== Exercise ==
Print the lines of the material verbatim, starting at the line containing "TARGET = truck windshield" and continuing through its final line.

== Task data ==
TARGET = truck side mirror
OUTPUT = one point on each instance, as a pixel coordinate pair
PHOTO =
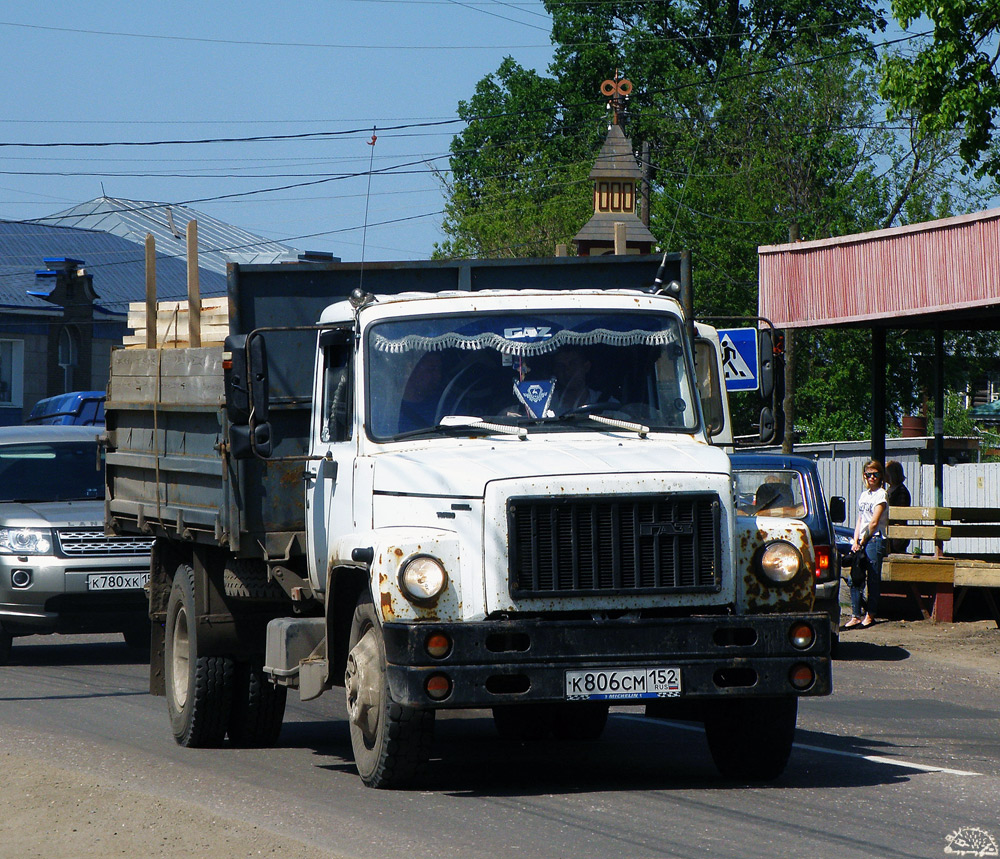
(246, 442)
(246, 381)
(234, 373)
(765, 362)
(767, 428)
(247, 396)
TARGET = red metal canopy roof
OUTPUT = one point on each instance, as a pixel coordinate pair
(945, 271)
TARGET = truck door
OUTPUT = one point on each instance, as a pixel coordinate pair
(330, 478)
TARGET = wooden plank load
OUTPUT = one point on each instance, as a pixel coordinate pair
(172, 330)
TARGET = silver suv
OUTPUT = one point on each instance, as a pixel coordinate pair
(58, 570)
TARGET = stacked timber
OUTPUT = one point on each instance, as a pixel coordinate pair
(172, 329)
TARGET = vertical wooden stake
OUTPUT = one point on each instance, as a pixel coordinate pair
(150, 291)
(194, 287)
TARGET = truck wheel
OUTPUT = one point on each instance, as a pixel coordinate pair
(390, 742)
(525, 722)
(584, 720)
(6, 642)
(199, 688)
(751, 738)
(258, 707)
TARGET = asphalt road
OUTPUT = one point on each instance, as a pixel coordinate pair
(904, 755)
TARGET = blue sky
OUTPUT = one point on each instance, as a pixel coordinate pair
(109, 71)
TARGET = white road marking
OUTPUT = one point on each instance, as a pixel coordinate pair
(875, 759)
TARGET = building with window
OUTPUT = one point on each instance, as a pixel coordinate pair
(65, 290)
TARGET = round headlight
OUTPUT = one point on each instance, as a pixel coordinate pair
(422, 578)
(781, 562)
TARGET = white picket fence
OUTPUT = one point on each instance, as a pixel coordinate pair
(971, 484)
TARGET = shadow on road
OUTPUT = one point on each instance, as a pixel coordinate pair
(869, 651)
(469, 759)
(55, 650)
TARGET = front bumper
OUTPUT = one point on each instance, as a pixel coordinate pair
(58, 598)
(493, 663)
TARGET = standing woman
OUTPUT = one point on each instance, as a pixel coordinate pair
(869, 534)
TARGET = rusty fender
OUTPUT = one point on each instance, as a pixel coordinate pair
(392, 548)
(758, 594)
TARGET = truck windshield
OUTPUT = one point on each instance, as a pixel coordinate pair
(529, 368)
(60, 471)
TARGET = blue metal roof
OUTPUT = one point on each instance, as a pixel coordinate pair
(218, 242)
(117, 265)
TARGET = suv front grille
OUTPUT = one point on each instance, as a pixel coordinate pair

== Task output ==
TARGET = truck windshield
OUTPUT = one point on each instance, as a pixel coordinate pair
(529, 368)
(60, 471)
TARGET = blue metal roof
OUTPUT = one point on each instance, as a pixel coordinate pair
(218, 242)
(117, 265)
TARGET = suv front grille
OUTPUT = one point on each instance, as a pixel coordinate pair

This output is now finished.